Begin INPUT DATA

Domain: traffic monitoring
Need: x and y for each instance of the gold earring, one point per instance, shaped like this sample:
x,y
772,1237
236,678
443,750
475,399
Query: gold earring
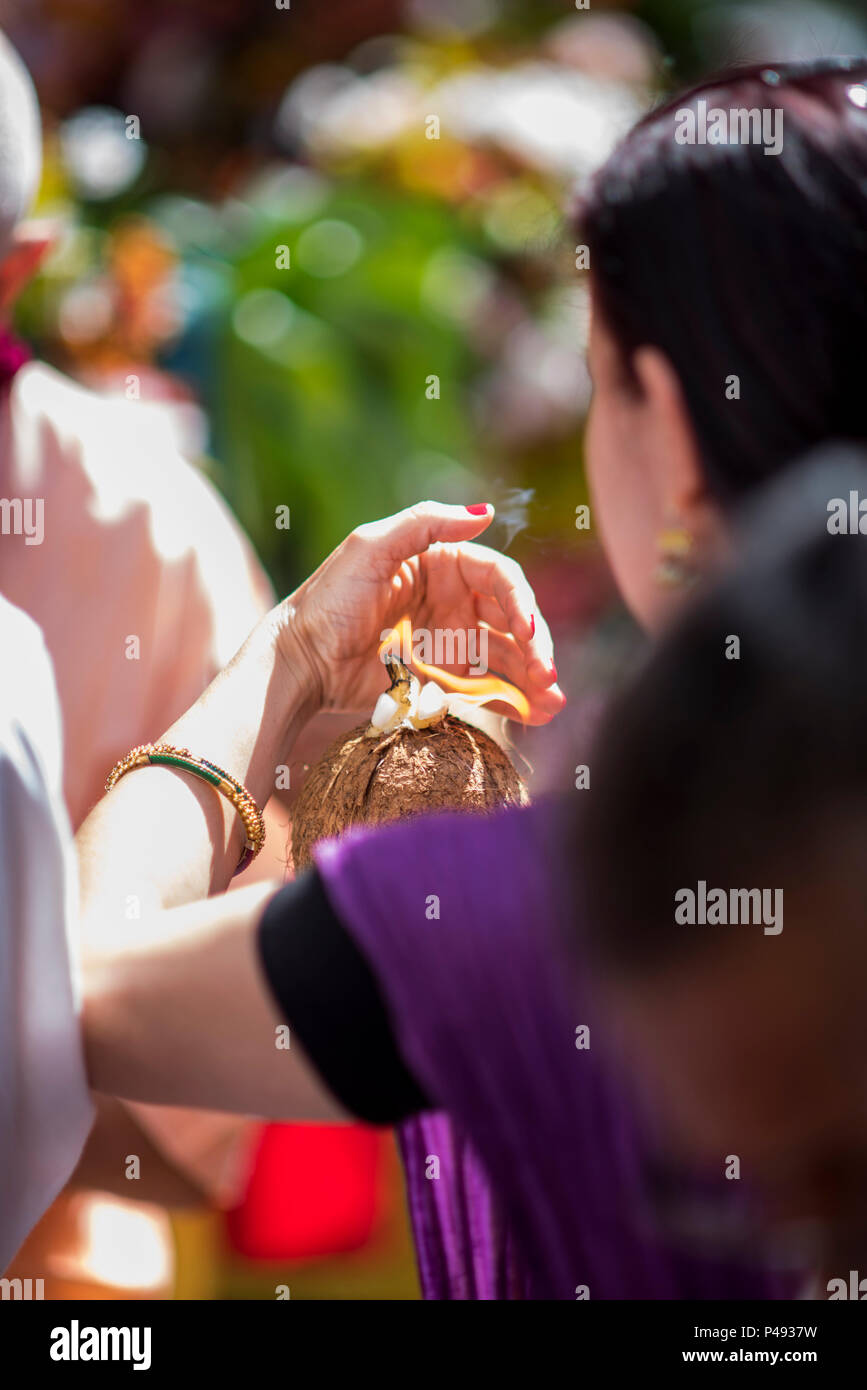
x,y
674,567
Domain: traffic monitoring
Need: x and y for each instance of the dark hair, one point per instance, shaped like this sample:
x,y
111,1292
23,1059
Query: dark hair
x,y
737,262
720,769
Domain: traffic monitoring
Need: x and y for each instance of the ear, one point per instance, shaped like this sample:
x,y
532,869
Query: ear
x,y
31,243
673,451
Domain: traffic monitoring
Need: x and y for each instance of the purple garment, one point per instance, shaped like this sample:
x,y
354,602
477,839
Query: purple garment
x,y
541,1151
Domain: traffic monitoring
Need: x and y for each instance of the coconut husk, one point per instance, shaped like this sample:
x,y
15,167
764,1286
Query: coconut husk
x,y
367,780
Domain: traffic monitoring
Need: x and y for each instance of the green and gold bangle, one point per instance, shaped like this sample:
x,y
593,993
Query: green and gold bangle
x,y
166,755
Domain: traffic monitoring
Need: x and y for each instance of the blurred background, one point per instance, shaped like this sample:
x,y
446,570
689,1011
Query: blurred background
x,y
331,238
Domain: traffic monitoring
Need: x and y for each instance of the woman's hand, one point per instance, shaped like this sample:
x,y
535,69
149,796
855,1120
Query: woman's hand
x,y
420,563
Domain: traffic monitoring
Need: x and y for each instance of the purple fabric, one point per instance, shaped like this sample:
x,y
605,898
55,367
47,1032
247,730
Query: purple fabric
x,y
539,1151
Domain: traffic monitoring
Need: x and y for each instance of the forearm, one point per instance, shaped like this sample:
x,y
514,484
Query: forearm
x,y
163,837
181,1015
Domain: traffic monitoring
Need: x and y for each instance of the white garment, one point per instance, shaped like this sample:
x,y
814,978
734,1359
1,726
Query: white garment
x,y
45,1107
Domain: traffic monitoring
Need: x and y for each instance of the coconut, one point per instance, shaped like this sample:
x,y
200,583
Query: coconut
x,y
406,762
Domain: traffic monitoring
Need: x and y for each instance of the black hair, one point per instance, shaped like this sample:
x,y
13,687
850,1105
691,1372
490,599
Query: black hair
x,y
734,262
721,762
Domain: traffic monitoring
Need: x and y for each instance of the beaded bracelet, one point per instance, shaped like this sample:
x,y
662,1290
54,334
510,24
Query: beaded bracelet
x,y
166,755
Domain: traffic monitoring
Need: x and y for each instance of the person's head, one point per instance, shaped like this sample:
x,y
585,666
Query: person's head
x,y
22,245
728,309
724,845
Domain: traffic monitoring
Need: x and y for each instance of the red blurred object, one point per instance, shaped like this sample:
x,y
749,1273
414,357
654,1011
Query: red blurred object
x,y
313,1191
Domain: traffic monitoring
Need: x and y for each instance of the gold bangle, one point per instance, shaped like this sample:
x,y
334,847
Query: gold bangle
x,y
166,755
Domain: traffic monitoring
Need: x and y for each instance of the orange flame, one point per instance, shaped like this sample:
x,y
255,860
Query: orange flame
x,y
475,690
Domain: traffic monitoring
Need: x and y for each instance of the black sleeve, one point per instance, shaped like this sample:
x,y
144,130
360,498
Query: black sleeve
x,y
328,994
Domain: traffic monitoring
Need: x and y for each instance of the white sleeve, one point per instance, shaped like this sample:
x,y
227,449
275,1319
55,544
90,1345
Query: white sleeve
x,y
45,1107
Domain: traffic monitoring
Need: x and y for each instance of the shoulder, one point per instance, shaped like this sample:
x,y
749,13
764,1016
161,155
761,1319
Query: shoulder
x,y
29,712
111,469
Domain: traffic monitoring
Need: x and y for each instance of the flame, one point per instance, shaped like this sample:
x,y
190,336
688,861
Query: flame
x,y
474,690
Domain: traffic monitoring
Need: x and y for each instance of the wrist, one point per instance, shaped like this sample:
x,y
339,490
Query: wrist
x,y
295,660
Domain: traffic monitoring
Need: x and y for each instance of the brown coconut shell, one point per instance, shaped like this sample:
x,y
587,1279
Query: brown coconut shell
x,y
367,780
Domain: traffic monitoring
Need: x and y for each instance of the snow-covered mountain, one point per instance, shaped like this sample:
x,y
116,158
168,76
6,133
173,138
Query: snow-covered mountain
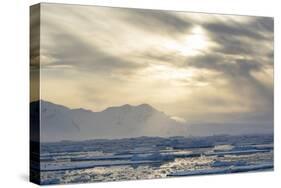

End INPUT DATA

### GIVEN TASK
Locate each line in the rows above that contains the word "bangle" and copy every such line.

### RIGHT ANSWER
Need: x and y for each instance of the green and gold bangle, one point per instance, shaped like this sample:
Query: green and gold bangle
Need: x and y for each instance of the gold bangle, one point per instance, shaped like this sample:
Query: gold bangle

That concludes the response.